Lay out every line of the records below as a JSON list of strings, with one string per line and blank lines left out.

Source data =
►

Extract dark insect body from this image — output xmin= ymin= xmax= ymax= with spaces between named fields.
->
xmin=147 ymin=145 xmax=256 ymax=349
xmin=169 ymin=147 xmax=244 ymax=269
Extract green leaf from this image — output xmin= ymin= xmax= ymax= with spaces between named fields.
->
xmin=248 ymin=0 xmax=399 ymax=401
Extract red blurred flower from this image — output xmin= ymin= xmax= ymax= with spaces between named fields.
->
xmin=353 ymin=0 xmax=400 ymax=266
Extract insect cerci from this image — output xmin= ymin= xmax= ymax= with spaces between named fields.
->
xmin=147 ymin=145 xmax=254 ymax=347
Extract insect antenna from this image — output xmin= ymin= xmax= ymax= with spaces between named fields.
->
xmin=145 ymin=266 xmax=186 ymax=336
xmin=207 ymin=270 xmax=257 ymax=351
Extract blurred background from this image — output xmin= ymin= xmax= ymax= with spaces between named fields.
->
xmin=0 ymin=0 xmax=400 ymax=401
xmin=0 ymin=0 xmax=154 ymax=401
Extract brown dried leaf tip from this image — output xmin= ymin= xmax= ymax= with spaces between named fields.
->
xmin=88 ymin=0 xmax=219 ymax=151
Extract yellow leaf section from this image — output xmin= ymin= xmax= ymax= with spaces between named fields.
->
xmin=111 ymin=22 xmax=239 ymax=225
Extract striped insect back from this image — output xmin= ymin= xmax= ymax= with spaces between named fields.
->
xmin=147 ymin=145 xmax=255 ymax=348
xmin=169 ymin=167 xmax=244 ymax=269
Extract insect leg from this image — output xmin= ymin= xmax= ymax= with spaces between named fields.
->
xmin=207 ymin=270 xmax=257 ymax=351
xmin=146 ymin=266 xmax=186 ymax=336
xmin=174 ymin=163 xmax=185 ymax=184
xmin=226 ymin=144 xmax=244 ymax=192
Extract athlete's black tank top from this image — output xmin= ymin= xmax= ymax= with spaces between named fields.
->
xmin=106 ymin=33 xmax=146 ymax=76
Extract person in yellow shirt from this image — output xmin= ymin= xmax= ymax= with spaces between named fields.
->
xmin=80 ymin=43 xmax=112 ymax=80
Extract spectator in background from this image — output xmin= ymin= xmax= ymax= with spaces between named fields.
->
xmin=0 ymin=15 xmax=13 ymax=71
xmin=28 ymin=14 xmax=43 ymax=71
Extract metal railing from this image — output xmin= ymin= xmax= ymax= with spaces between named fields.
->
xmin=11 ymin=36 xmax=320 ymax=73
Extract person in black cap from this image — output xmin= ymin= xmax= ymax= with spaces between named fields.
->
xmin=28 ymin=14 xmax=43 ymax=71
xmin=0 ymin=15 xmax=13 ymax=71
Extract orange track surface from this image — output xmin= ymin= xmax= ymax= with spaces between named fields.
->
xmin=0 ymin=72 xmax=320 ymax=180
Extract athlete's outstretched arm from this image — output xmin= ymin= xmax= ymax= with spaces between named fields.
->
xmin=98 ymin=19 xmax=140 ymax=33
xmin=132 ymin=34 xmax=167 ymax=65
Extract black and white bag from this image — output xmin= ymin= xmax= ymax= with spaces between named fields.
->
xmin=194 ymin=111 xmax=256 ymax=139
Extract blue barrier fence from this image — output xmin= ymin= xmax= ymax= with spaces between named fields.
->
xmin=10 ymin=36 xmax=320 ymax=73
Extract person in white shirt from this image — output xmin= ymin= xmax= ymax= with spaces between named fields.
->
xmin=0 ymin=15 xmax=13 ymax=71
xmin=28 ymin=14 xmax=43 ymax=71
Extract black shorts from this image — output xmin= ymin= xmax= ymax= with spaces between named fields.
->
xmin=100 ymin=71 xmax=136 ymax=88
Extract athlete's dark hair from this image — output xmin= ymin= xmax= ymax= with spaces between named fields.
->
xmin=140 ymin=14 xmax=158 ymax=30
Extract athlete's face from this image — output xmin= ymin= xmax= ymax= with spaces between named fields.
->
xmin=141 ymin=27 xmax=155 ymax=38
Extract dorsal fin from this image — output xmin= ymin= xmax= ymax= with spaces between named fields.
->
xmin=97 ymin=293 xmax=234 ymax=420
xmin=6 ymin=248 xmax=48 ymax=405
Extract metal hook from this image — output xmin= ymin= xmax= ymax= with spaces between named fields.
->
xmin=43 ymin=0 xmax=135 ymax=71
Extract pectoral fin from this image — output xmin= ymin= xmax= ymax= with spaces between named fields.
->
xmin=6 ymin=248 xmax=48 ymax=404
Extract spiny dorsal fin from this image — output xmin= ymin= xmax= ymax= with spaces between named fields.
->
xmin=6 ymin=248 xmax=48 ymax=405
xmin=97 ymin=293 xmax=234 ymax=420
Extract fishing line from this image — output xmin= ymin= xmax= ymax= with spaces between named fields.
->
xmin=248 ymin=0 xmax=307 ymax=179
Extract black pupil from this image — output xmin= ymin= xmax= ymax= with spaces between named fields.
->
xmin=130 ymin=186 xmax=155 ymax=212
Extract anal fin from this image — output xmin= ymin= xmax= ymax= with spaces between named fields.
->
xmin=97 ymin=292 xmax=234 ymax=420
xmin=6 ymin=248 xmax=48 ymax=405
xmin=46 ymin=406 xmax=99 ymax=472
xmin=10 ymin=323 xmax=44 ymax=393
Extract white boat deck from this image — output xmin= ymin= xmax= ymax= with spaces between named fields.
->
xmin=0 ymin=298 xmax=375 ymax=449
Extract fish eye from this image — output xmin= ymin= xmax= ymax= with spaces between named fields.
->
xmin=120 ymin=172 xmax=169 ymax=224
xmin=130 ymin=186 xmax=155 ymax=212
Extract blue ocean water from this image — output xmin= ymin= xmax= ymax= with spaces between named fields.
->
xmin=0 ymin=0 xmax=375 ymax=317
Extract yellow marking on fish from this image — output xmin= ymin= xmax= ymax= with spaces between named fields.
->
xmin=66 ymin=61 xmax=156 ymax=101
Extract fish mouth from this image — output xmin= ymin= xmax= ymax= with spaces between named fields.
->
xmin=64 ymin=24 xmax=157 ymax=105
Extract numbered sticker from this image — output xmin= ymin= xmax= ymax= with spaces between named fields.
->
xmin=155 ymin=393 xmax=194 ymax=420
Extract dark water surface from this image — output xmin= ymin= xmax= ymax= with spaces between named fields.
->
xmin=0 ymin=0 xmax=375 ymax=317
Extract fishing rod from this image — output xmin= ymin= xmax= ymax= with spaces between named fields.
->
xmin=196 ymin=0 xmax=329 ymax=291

◄

Exercise answer =
[
  "Extract dark insect body from this image — output xmin= ymin= xmax= ymax= with spaces between named fields.",
  "->",
  "xmin=147 ymin=145 xmax=256 ymax=349",
  "xmin=169 ymin=147 xmax=244 ymax=269",
  "Extract green leaf from this image — output xmin= ymin= xmax= ymax= with spaces between named fields.",
  "->",
  "xmin=248 ymin=0 xmax=399 ymax=401",
  "Extract red blurred flower from this image — output xmin= ymin= xmax= ymax= with spaces between named fields.",
  "->",
  "xmin=353 ymin=0 xmax=400 ymax=266",
  "Extract insect cerci from this image — output xmin= ymin= xmax= ymax= with spaces between named fields.",
  "->",
  "xmin=147 ymin=145 xmax=254 ymax=347",
  "Extract insect antenna from this image — output xmin= ymin= xmax= ymax= with spaces between named fields.",
  "->",
  "xmin=145 ymin=266 xmax=186 ymax=336",
  "xmin=207 ymin=270 xmax=257 ymax=351",
  "Extract blurred background from this image — output xmin= ymin= xmax= ymax= with spaces between named fields.",
  "->",
  "xmin=0 ymin=0 xmax=400 ymax=401",
  "xmin=0 ymin=0 xmax=154 ymax=401",
  "Extract brown dried leaf tip from this image — output xmin= ymin= xmax= ymax= with spaces between named fields.",
  "->",
  "xmin=88 ymin=0 xmax=219 ymax=151",
  "Extract yellow leaf section from this image — output xmin= ymin= xmax= ymax= with spaces between named fields.",
  "->",
  "xmin=111 ymin=22 xmax=239 ymax=225",
  "Extract striped insect back from this image — output xmin= ymin= xmax= ymax= with spaces between named fields.",
  "->",
  "xmin=147 ymin=145 xmax=255 ymax=348",
  "xmin=169 ymin=167 xmax=244 ymax=269",
  "Extract insect leg from this image — output xmin= ymin= xmax= ymax= with spaces between named fields.",
  "->",
  "xmin=207 ymin=270 xmax=257 ymax=351",
  "xmin=146 ymin=266 xmax=186 ymax=336",
  "xmin=174 ymin=163 xmax=185 ymax=184",
  "xmin=226 ymin=144 xmax=244 ymax=192",
  "Extract athlete's black tank top from this image — output xmin= ymin= xmax= ymax= with spaces between named fields.",
  "->",
  "xmin=106 ymin=33 xmax=146 ymax=76",
  "Extract person in yellow shirt from this image — output xmin= ymin= xmax= ymax= with spaces between named fields.",
  "->",
  "xmin=80 ymin=43 xmax=112 ymax=80",
  "Extract spectator in background from this image — output xmin= ymin= xmax= ymax= with spaces between named fields.",
  "->",
  "xmin=0 ymin=15 xmax=13 ymax=71",
  "xmin=28 ymin=14 xmax=43 ymax=71",
  "Extract metal railing from this image — output xmin= ymin= xmax= ymax= with spaces between named fields.",
  "->",
  "xmin=11 ymin=36 xmax=320 ymax=73",
  "Extract person in black cap from this image — output xmin= ymin= xmax= ymax= with spaces between named fields.",
  "->",
  "xmin=28 ymin=14 xmax=43 ymax=71",
  "xmin=0 ymin=15 xmax=13 ymax=71",
  "Extract orange track surface from this image — output xmin= ymin= xmax= ymax= with spaces between named fields.",
  "->",
  "xmin=0 ymin=72 xmax=320 ymax=180",
  "Extract athlete's outstretched arm from this image — output xmin= ymin= xmax= ymax= with spaces between named fields.",
  "->",
  "xmin=98 ymin=19 xmax=140 ymax=33",
  "xmin=132 ymin=34 xmax=167 ymax=65",
  "Extract black and white bag from this image — output xmin= ymin= xmax= ymax= with spaces between named fields.",
  "->",
  "xmin=194 ymin=111 xmax=256 ymax=139",
  "Extract blue barrier fence from this image — output xmin= ymin= xmax= ymax= with spaces between named fields.",
  "->",
  "xmin=10 ymin=36 xmax=320 ymax=73",
  "Extract person in white shirt from this image — output xmin= ymin= xmax= ymax= with spaces between named fields.",
  "->",
  "xmin=0 ymin=15 xmax=13 ymax=71",
  "xmin=28 ymin=14 xmax=43 ymax=71",
  "Extract black shorts from this image — output xmin= ymin= xmax= ymax= with spaces between named fields.",
  "->",
  "xmin=100 ymin=71 xmax=136 ymax=88",
  "Extract athlete's dark hair from this image — output xmin= ymin= xmax= ymax= with spaces between named fields.",
  "->",
  "xmin=140 ymin=14 xmax=158 ymax=30",
  "Extract athlete's face from this image — output xmin= ymin= xmax= ymax= with spaces between named fields.",
  "->",
  "xmin=141 ymin=27 xmax=155 ymax=38",
  "Extract dorsal fin from this image — output xmin= ymin= xmax= ymax= with spaces between named fields.",
  "->",
  "xmin=97 ymin=293 xmax=234 ymax=420",
  "xmin=6 ymin=248 xmax=48 ymax=405",
  "Extract metal hook from this image — output xmin= ymin= xmax= ymax= with spaces between named fields.",
  "->",
  "xmin=43 ymin=0 xmax=135 ymax=71",
  "Extract pectoral fin from this image — output xmin= ymin= xmax= ymax= with spaces between named fields.",
  "->",
  "xmin=6 ymin=248 xmax=48 ymax=404",
  "Extract spiny dorsal fin from this image — output xmin= ymin= xmax= ymax= with spaces between named fields.",
  "->",
  "xmin=6 ymin=248 xmax=48 ymax=405",
  "xmin=97 ymin=293 xmax=234 ymax=420",
  "Extract fishing line from this image — output xmin= ymin= xmax= ymax= with spaces between named fields.",
  "->",
  "xmin=248 ymin=0 xmax=307 ymax=179",
  "Extract black pupil from this image — output xmin= ymin= xmax= ymax= with spaces between named fields.",
  "->",
  "xmin=130 ymin=186 xmax=155 ymax=212",
  "Extract anal fin from this image — output xmin= ymin= xmax= ymax= with spaces between named fields.",
  "->",
  "xmin=97 ymin=292 xmax=234 ymax=420",
  "xmin=6 ymin=248 xmax=48 ymax=405",
  "xmin=46 ymin=406 xmax=99 ymax=472",
  "xmin=10 ymin=323 xmax=44 ymax=393",
  "Extract white boat deck from this image — output xmin= ymin= xmax= ymax= with spaces between named fields.",
  "->",
  "xmin=0 ymin=298 xmax=375 ymax=449",
  "Extract fish eye from this image — output xmin= ymin= xmax= ymax= with spaces between named fields.",
  "->",
  "xmin=120 ymin=172 xmax=169 ymax=224",
  "xmin=130 ymin=186 xmax=155 ymax=212",
  "Extract blue ocean water from this image — output xmin= ymin= xmax= ymax= with spaces between named fields.",
  "->",
  "xmin=0 ymin=0 xmax=375 ymax=317",
  "Extract yellow marking on fish from this image — output xmin= ymin= xmax= ymax= with spaces between named fields.",
  "->",
  "xmin=66 ymin=61 xmax=156 ymax=101",
  "Extract fish mouth from this image — output xmin= ymin= xmax= ymax= with spaces between named fields.",
  "->",
  "xmin=64 ymin=24 xmax=157 ymax=105",
  "Extract numbered sticker from this image — output xmin= ymin= xmax= ymax= with spaces between named fields.",
  "->",
  "xmin=155 ymin=393 xmax=194 ymax=420",
  "Extract dark water surface from this image — output xmin= ymin= xmax= ymax= with spaces between named fields.",
  "->",
  "xmin=0 ymin=0 xmax=375 ymax=317",
  "Extract fishing rod from this image — output xmin= ymin= xmax= ymax= with spaces between named fields.",
  "->",
  "xmin=196 ymin=0 xmax=329 ymax=291"
]